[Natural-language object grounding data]
==================================================

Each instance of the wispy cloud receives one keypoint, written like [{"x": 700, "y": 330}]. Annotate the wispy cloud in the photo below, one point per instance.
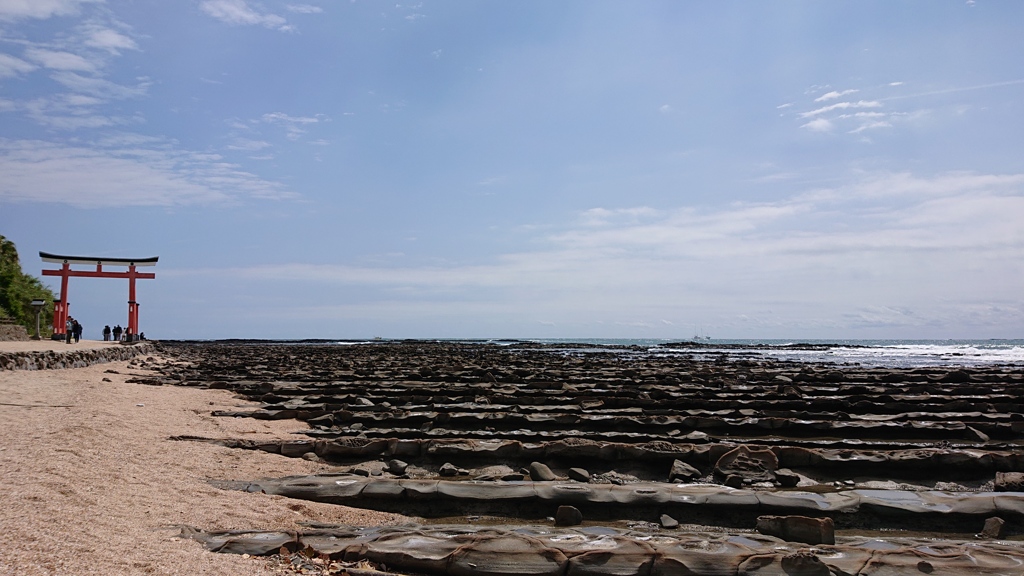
[
  {"x": 126, "y": 171},
  {"x": 294, "y": 125},
  {"x": 835, "y": 94},
  {"x": 304, "y": 8},
  {"x": 57, "y": 59},
  {"x": 238, "y": 12},
  {"x": 818, "y": 258},
  {"x": 841, "y": 106},
  {"x": 103, "y": 38},
  {"x": 41, "y": 9},
  {"x": 818, "y": 125},
  {"x": 10, "y": 66}
]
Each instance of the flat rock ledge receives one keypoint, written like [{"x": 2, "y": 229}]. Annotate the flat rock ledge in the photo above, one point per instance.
[
  {"x": 694, "y": 501},
  {"x": 53, "y": 360},
  {"x": 583, "y": 551}
]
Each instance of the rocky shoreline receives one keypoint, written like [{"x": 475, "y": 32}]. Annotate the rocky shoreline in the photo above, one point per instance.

==================================================

## Work order
Set down all entries above again, exactly, without images.

## Task output
Each instance of the wispy cloud receives one keypoint, written like [{"x": 700, "y": 330}]. Annotate the wispy cloud in the photo below, one point per instance.
[
  {"x": 126, "y": 171},
  {"x": 294, "y": 125},
  {"x": 835, "y": 94},
  {"x": 304, "y": 8},
  {"x": 57, "y": 59},
  {"x": 238, "y": 12},
  {"x": 818, "y": 258},
  {"x": 841, "y": 106},
  {"x": 103, "y": 38},
  {"x": 41, "y": 9},
  {"x": 818, "y": 125},
  {"x": 10, "y": 66}
]
Each instance of the flat rock ledge receives one keypoint, written like [{"x": 2, "y": 229}]. Annotate the flat rock ledge in the photo above, one point per instance.
[
  {"x": 694, "y": 501},
  {"x": 53, "y": 360},
  {"x": 583, "y": 551}
]
Each instance of the rocky shoreline receives one keypoint, written like [{"x": 475, "y": 32}]. Annotate the rocky shoreline in the photo above, one point per instance.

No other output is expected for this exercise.